Work request: Please make an exact transcription of all the data that follows.

(Data section)

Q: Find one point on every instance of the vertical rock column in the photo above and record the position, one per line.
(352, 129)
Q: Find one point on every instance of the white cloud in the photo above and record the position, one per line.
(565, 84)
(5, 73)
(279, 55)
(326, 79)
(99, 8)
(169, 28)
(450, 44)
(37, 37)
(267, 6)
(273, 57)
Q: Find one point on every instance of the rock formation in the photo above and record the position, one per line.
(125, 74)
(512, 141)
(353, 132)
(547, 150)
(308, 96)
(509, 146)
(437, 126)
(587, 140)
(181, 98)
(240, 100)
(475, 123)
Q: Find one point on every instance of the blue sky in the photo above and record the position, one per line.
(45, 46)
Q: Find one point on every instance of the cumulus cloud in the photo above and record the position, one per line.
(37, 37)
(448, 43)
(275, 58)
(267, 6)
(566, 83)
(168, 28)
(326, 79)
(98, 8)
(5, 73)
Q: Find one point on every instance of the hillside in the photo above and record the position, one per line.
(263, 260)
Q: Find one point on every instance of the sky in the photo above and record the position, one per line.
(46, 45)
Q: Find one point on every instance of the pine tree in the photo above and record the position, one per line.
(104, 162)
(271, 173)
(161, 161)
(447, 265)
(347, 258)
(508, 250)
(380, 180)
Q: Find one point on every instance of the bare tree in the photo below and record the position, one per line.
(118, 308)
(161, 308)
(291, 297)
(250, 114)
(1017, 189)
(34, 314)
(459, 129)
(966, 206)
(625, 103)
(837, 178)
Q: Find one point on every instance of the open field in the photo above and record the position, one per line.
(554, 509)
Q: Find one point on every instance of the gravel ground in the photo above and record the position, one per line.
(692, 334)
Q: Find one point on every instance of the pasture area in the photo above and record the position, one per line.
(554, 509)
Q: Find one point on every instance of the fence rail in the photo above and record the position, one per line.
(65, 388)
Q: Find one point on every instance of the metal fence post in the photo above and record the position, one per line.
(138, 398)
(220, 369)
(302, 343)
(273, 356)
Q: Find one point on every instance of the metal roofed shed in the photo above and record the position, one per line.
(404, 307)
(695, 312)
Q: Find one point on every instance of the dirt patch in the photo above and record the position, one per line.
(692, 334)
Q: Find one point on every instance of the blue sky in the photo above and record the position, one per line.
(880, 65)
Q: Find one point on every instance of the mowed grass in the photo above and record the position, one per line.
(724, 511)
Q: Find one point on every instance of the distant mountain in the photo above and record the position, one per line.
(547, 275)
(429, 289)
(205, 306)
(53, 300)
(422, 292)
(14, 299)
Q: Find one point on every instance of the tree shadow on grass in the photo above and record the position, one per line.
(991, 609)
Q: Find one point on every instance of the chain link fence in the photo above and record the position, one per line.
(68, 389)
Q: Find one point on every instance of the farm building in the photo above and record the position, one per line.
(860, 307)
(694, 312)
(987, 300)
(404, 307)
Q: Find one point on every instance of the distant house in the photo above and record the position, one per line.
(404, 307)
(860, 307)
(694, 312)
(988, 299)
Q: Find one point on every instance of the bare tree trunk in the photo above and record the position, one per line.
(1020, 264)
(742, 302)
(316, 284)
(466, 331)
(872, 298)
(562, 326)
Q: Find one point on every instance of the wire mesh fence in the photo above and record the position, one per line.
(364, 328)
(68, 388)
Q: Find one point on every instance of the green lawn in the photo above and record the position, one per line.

(End Data section)

Output below:
Q: Find one point on every instance of the vertical rock column in the photo above and record the position, one per line.
(352, 129)
Q: Find one point on every instance of the white cloud in the photo above and record the position, one per line.
(565, 84)
(5, 73)
(279, 55)
(326, 79)
(99, 8)
(169, 28)
(450, 44)
(37, 37)
(267, 6)
(273, 57)
Q: Find one point on every instance of the rock formation in the photo above and record the position, one per line.
(125, 74)
(512, 141)
(353, 132)
(547, 150)
(308, 96)
(509, 146)
(437, 126)
(587, 140)
(181, 98)
(240, 100)
(475, 123)
Q: Find one point on every instance of the blue sky in the photo above and record the position, one per line.
(45, 46)
Q: Find one point on every instance of the cumulus cloud in the photo above and record the position, one per line.
(37, 37)
(448, 43)
(275, 58)
(267, 6)
(566, 83)
(168, 28)
(326, 79)
(98, 8)
(5, 73)
Q: Find one point on every instance of the hillside in the photo above and record the position, one per line.
(263, 260)
Q: Find one point on every instance of the sky in the photo above and record the position, one per line.
(46, 45)
Q: Find one point on every instance of the pine tree in the photo above and record the position, one per line.
(104, 162)
(271, 173)
(161, 161)
(447, 265)
(347, 258)
(508, 250)
(380, 180)
Q: Find one point on every instance of the bare tree in the photo below and record the position, one per line.
(118, 308)
(161, 308)
(291, 297)
(250, 114)
(1017, 189)
(34, 314)
(459, 129)
(966, 206)
(625, 103)
(837, 178)
Q: Find one point on every instance of the open field in the photo above and record the position, one per line.
(554, 509)
Q: Find one point on every instance of the gravel ground in the photo above and record the position, one per line.
(692, 334)
Q: Find one point on every instance of the pasture area in the photo above and record the position, one per line.
(554, 509)
Q: Find one point on every instance of the fence rail in the photo above and record the position, one per line.
(65, 388)
Q: Find one point on every instance of the metal fence post in the photo above and record the position, one per line.
(138, 398)
(220, 369)
(302, 343)
(273, 356)
Q: Find one point on every instance of the metal roofed shed in the photo above and record the position, one per line.
(404, 307)
(695, 312)
Q: Find one point on every instance of the dirt patch in the photo above and record the position, one per line.
(692, 334)
Q: Find one point on every instance of the blue sky in the photo above and record the position, one per line.
(880, 65)
Q: Find one point on every instance of the mowed grass in the photo above and record the position, one per line.
(724, 511)
Q: Find one point on every instance of the distant mountain in the photo above and record the position, one per line.
(547, 275)
(429, 289)
(205, 306)
(53, 300)
(422, 292)
(14, 299)
Q: Find one point on every instance of the tree shadow on grass in the photo above and record the position, one per line.
(991, 609)
Q: Find one point on every instance of the chain link fence in the photo above and record the position, one per line.
(68, 389)
Q: Find one point on every instance of the farm building in the photo above and record the position, one per line.
(860, 307)
(694, 312)
(987, 300)
(404, 307)
Q: Find one point on every instance of the distant house in the photo above and record the position, one per line.
(404, 307)
(860, 307)
(694, 312)
(988, 299)
Q: Find one point on every instance of the bare tree trunk in the photo above and record the position, one per line.
(1020, 264)
(742, 302)
(316, 284)
(466, 331)
(872, 298)
(562, 326)
Q: Find one point on every instance of the wire mesh fence in the photo above and record the position, one per line.
(364, 328)
(68, 388)
Q: Find one point on every instance of the green lawn in the photo above and record the position, one per line.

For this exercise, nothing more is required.